# PASSAGE EXTRAIT:

COBDEN (Richard), 1804-1865 ; grand agitateur anglais un des défenseurs les plus constants et les plus énergiques de la liberté commerciale en Angleterre.

Richard Cobden eut des débuts difficiles. Il dut travailler pour vivre et pour faire vivre les siens, car son père, fermier dans le Sussex, était mort ruiné. Mais son activité, son intelligence et sa probité, l’élevèrent peu à peu jusqu’à la fortune. Il devint un des grands fabricants de tissus de coton de Manchester. Quand il vit ses affaires prospères et qu’il se crut sûr de l’avenir, il consacra ses efforts à la propagation des idées libérales. Il entra avec une ardeur extrême dans la lutte qui s’engagea de 1838 à 1846 pour obtenir d’abord l’abrogation des droits de douane sur les blés qui constituaient un monopole au profit de quelques grands seigneurs, propriétaires de presque toute la surface de l’Angleterre, et ensuite pour assurer le triomphe définitif de la liberté commerciale dont Huskisson avait posé les bases en 1825.

# TÂCHE BRÈVE 1:
Citez intégralement la notice consacrée à Richard Cobden, sans y apporter la moindre modification.
Le texte et le listing proviennent de sources distinctes.

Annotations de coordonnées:
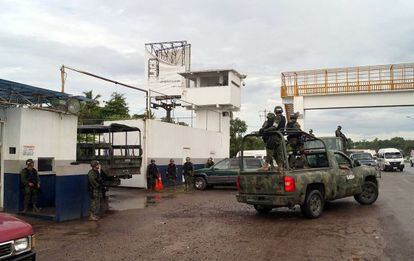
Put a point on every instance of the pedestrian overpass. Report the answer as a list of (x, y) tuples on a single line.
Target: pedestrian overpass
[(353, 87)]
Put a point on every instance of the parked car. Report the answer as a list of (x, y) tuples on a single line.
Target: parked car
[(363, 159), (390, 159), (223, 172), (16, 239)]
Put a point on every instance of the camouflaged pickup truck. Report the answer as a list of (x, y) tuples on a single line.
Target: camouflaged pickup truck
[(310, 179)]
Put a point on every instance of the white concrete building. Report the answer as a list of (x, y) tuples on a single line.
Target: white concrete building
[(211, 94), (32, 130)]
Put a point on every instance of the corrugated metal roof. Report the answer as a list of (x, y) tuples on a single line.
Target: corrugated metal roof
[(19, 93)]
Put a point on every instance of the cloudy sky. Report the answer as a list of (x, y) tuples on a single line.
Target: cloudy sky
[(259, 38)]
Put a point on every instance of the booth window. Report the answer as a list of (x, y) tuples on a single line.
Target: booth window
[(12, 150), (45, 164)]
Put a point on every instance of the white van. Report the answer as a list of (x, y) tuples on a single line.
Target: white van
[(390, 159)]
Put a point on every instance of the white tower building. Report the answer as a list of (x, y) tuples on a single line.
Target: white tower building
[(213, 95)]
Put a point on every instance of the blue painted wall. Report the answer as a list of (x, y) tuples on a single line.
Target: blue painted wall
[(72, 198), (13, 193), (67, 194)]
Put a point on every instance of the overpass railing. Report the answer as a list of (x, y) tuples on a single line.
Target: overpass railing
[(361, 79)]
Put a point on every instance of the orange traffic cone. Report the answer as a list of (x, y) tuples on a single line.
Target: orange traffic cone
[(158, 184)]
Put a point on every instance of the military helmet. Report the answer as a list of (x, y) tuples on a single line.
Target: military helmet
[(271, 116), (278, 109), (29, 161), (294, 116), (94, 163)]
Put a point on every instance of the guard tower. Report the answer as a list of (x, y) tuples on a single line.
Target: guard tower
[(213, 94)]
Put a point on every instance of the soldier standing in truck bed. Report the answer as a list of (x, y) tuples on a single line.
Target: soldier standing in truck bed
[(338, 133), (269, 138), (294, 140)]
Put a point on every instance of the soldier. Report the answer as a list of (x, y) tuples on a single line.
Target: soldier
[(152, 175), (311, 132), (209, 163), (278, 125), (95, 190), (294, 140), (269, 139), (31, 184), (338, 133), (188, 172), (172, 172), (280, 119)]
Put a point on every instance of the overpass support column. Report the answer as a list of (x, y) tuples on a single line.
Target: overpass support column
[(299, 107)]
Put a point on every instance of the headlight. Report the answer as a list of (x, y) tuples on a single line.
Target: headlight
[(22, 244)]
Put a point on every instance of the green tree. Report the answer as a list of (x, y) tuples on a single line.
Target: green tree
[(116, 108)]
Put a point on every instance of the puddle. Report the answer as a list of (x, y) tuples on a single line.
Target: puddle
[(120, 200)]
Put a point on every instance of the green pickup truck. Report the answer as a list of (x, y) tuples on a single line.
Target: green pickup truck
[(309, 180)]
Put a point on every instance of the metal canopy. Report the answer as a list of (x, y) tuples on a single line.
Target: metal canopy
[(18, 94), (114, 127)]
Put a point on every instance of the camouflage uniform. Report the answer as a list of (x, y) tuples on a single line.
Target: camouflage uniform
[(188, 172), (294, 140), (30, 192), (269, 138), (172, 173), (277, 147), (95, 191), (338, 133), (152, 175)]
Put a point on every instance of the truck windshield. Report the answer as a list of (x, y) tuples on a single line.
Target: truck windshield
[(392, 155), (362, 156)]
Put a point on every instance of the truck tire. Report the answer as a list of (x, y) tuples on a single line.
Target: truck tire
[(314, 203), (262, 209), (200, 183), (369, 193)]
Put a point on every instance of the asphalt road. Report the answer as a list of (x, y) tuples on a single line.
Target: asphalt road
[(212, 225)]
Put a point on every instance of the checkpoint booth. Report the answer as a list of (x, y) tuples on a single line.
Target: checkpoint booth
[(41, 124)]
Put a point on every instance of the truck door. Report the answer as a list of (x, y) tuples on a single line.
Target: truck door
[(219, 172), (346, 182)]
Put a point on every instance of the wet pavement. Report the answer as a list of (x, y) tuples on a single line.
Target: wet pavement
[(212, 225)]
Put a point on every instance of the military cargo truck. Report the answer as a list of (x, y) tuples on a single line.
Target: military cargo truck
[(110, 145), (322, 175)]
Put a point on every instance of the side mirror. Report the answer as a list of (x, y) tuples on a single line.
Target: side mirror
[(344, 167), (356, 163)]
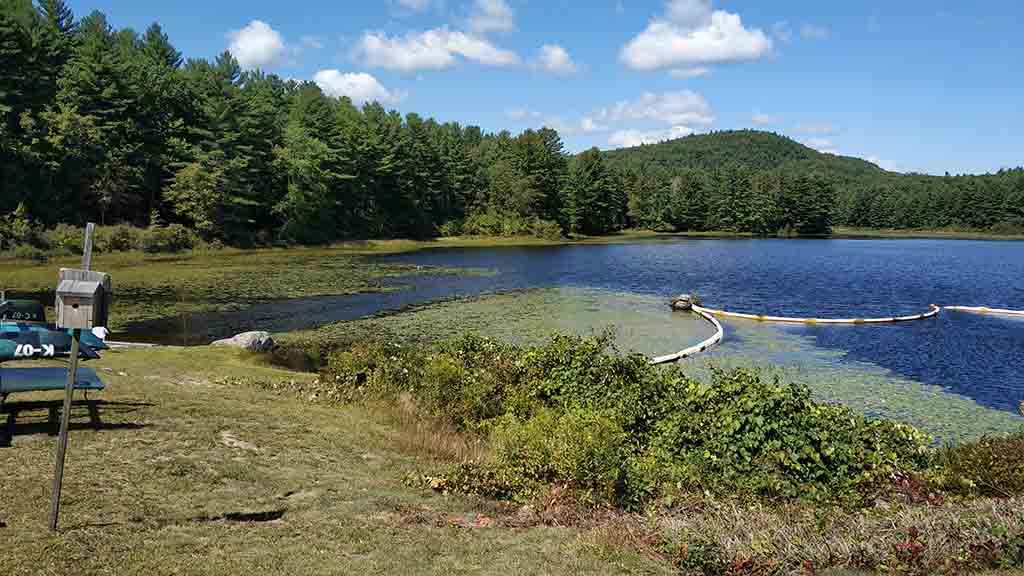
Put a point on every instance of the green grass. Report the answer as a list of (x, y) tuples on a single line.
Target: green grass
[(642, 324), (842, 232), (194, 471), (160, 491), (153, 287)]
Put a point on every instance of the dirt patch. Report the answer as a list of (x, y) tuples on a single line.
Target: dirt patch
[(228, 439)]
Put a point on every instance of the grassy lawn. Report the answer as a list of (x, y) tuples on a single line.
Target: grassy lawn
[(190, 476), (193, 472)]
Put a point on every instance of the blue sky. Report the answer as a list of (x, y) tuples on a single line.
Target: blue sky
[(929, 86)]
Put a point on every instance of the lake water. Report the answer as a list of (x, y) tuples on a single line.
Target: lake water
[(978, 357), (957, 375)]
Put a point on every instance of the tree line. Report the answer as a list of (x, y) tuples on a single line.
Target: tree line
[(117, 127)]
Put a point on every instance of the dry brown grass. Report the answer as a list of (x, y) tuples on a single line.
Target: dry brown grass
[(421, 435), (949, 538)]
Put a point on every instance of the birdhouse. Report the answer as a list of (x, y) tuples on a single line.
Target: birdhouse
[(83, 299)]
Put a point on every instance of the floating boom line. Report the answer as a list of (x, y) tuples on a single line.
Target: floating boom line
[(986, 310), (791, 320), (710, 314), (714, 340)]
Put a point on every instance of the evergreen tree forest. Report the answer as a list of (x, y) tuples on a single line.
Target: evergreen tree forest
[(116, 126)]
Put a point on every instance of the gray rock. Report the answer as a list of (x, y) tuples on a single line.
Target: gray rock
[(684, 301), (252, 341)]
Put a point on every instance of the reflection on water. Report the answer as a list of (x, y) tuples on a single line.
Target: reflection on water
[(975, 356), (978, 358), (645, 325)]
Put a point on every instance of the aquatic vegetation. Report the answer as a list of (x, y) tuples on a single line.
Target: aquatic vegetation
[(642, 325), (617, 429), (148, 288)]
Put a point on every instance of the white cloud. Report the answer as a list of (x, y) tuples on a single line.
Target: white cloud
[(632, 137), (417, 5), (811, 32), (555, 59), (684, 73), (312, 42), (764, 119), (691, 34), (433, 49), (520, 114), (782, 31), (537, 120), (256, 45), (360, 87), (492, 15), (681, 108), (822, 128)]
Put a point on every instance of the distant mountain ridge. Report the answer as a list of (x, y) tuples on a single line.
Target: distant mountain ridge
[(754, 149)]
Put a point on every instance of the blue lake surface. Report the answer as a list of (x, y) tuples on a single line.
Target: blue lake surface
[(977, 357), (980, 357)]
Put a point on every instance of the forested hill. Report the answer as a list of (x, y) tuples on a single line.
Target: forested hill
[(753, 149), (116, 126)]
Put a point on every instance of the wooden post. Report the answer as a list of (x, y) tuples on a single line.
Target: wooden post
[(62, 438), (76, 337)]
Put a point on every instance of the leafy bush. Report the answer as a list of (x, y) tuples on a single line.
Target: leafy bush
[(450, 229), (170, 239), (990, 466), (547, 230), (66, 239), (18, 229), (615, 428), (494, 222), (743, 435), (26, 252), (121, 238)]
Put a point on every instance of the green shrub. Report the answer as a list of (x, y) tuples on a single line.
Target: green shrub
[(588, 451), (170, 239), (494, 222), (616, 428), (990, 466), (744, 435), (121, 238), (524, 447), (66, 239), (450, 229), (547, 230), (17, 228), (31, 253)]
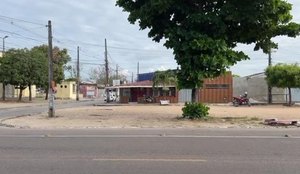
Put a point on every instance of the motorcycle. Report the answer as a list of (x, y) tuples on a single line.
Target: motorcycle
[(242, 100)]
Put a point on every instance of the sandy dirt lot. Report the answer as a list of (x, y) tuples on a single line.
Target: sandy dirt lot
[(155, 116)]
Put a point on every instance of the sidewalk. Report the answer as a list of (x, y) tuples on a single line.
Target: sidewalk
[(153, 116), (35, 102)]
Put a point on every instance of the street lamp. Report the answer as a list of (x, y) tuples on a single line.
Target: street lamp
[(3, 43)]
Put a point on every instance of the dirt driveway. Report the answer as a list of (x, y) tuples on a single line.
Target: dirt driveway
[(154, 116)]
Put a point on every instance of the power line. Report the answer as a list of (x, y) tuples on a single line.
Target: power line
[(20, 20)]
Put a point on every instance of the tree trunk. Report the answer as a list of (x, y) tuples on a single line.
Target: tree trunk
[(21, 94), (290, 96), (3, 91), (30, 94)]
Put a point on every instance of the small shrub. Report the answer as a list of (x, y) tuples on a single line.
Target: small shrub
[(195, 111)]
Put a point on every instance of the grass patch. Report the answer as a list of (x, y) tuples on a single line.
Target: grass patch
[(231, 120)]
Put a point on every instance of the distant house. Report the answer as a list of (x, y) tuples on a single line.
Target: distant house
[(66, 90), (89, 90)]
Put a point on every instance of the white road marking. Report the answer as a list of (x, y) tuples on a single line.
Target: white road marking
[(148, 160)]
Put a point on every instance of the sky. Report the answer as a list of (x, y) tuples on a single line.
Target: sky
[(87, 23)]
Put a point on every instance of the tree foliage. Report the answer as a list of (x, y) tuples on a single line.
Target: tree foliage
[(98, 74), (284, 76), (164, 78), (23, 67), (204, 33)]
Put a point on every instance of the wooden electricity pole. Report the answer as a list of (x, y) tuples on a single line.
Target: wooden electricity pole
[(106, 73), (51, 84), (78, 76), (270, 100)]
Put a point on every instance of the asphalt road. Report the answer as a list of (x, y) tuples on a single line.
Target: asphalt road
[(36, 109), (158, 151)]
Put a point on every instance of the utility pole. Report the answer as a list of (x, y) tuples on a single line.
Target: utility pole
[(106, 73), (3, 52), (117, 72), (50, 72), (78, 76), (132, 77), (269, 87), (138, 71)]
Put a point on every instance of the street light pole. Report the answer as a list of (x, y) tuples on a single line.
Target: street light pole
[(3, 44), (3, 50)]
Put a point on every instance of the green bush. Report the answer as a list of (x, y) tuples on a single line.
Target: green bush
[(195, 111)]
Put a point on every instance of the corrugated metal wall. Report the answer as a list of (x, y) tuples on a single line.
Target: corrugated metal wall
[(217, 90), (296, 94)]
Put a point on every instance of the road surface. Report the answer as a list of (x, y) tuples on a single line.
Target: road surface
[(36, 109), (147, 151)]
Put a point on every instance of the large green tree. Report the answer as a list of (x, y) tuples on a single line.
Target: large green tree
[(284, 76), (204, 33), (164, 79), (60, 60), (17, 62), (24, 68), (5, 74), (98, 74)]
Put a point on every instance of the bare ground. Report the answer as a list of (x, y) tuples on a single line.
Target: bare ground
[(155, 116)]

# TÂCHE BRÈVE 2:
Modifiez le listing, de la ligne qui contient « Put a point on every instance of the white road » jusqu'à la ligne qui contient « [(106, 73), (51, 84), (78, 76), (270, 100)] » incluse, en remplaçant « tree foliage » par « leafy canopy » sans rien changer d'autre. Ne fournissez que ces lignes.

# RÉSULTAT COMPLET 1:
COBDEN (Richard), 1804-1865 ; grand agitateur anglais un des défenseurs les plus constants et les plus énergiques de la liberté commerciale en Angleterre.

Richard Cobden eut des débuts difficiles. Il dut travailler pour vivre et pour faire vivre les siens, car son père, fermier dans le Sussex, était mort ruiné. Mais son activité, son intelligence et sa probité, l’élevèrent peu à peu jusqu’à la fortune. Il devint un des grands fabricants de tissus de coton de Manchester. Quand il vit ses affaires prospères et qu’il se crut sûr de l’avenir, il consacra ses efforts à la propagation des idées libérales. Il entra avec une ardeur extrême dans la lutte qui s’engagea de 1838 à 1846 pour obtenir d’abord l’abrogation des droits de douane sur les blés qui constituaient un monopole au profit de quelques grands seigneurs, propriétaires de presque toute la surface de l’Angleterre, et ensuite pour assurer le triomphe définitif de la liberté commerciale dont Huskisson avait posé les bases en 1825.

# RÉSULTAT COMPLET 2:
Put a point on every instance of the white road marking. Report the answer as a list of (x, y) tuples on a single line.
Target: white road marking
[(148, 160)]
Put a point on every instance of the sky. Report the answer as a list of (x, y) tuples on a single line.
Target: sky
[(87, 23)]
Put a point on every instance of the leafy canopy. Report the answer as a list of (x, y) tuples on a single line.
Target: leafy canopy
[(98, 74), (284, 76), (164, 78), (23, 67), (204, 33)]
Put a point on every instance of the wooden electricity pole. Report the answer as a list of (x, y) tuples on a single line.
Target: wooden electricity pole
[(106, 73), (51, 84), (78, 76), (270, 100)]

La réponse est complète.